---------- Given data ----------

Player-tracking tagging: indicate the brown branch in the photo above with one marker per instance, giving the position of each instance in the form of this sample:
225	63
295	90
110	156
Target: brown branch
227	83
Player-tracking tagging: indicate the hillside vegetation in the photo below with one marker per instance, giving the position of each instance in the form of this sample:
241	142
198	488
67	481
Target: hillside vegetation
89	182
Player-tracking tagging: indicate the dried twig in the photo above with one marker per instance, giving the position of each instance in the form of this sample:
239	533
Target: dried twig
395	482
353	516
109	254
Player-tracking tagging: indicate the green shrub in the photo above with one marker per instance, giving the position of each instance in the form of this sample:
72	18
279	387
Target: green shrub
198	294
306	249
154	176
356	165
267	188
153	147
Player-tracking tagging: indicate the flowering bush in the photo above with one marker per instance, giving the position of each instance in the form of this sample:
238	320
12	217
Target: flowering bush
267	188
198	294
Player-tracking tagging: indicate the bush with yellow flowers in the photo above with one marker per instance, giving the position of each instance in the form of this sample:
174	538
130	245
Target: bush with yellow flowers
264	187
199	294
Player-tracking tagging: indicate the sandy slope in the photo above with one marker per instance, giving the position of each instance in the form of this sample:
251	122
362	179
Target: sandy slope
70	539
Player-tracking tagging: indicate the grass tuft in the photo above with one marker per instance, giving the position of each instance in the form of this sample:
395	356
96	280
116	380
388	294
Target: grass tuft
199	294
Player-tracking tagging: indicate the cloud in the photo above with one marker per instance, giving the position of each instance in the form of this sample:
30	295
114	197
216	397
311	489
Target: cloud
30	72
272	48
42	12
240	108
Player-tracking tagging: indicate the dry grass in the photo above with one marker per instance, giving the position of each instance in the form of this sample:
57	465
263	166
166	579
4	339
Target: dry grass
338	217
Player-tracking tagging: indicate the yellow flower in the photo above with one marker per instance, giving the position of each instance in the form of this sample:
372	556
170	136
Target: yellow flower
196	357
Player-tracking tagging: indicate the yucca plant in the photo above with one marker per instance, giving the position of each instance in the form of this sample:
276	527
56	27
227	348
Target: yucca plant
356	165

----------

== Activity ==
Restate the whole of the material exactly.

== Output of the task ==
Player-tracking tagging: indicate the brown branch in the photo above with one marker per instance, giving the position of each instance in the form of this sample:
225	63
295	90
110	156
Target: brown branch
227	83
Player-tracking tagging: indicate the hillside vegetation in the photo below with one marker per instance, giving the position of each instance in the form of this sample:
241	142
198	488
67	481
Target: hillside vegetation
89	182
Player-tracking tagging: indicate the dried twig in the photo above with one marker per instance, giving the position of each instance in the form of this sample:
239	533
Target: dried twig
395	482
353	516
109	254
Player-tracking tagging: indicate the green shrub in the photo above with one marker per instance, giving the position of each instance in the form of this sample:
72	18
279	387
Target: green shrub
198	294
306	249
154	176
356	165
267	188
153	147
Player-tracking tagging: indicate the flowering bush in the photo above with one marker per instance, giving the position of each instance in the form of this sample:
238	320
12	217
Target: flowering bush
267	188
198	294
Player-tracking tagging: indicate the bush with yellow flowers in the photo above with one marker per instance, giving the position of each instance in the form of this sample:
174	538
130	245
Target: bush with yellow flowers
264	187
199	294
Player-tracking tagging: indicate the sandy slope in the photo above with one marker per instance, giving the position of each instance in the form of this sample:
251	122
362	179
Target: sandy slope
70	539
Player-tracking tagging: indicate the grass tuft in the photo above with one marker per instance, giving the position of each instance in the form of this sample:
395	356
96	280
116	380
388	294
Target: grass tuft
199	294
Player-tracking tagging: indicate the cloud in the photo above with one marker per instance, giving the position of each instance in the form of this sample:
30	295
114	197
216	397
311	489
Target: cloud
30	72
272	48
42	12
240	108
Player-tracking tagging: indicate the dry grass in the photo above with one marker per instance, giving the position of each instance in the form of this sample:
57	465
263	166
166	579
4	339
Target: dry grass
338	217
Player-tracking tagging: indicate the yellow flower in the photo above with one marker per instance, giving the position of each instance in the form of this sample:
372	556
170	136
Target: yellow flower
196	357
Player-tracking tagging: indicate the yucca plant in the photo above with one marker per instance, giving the position of each instance in the form of this sample:
276	527
56	27
227	348
Target: yucca plant
356	165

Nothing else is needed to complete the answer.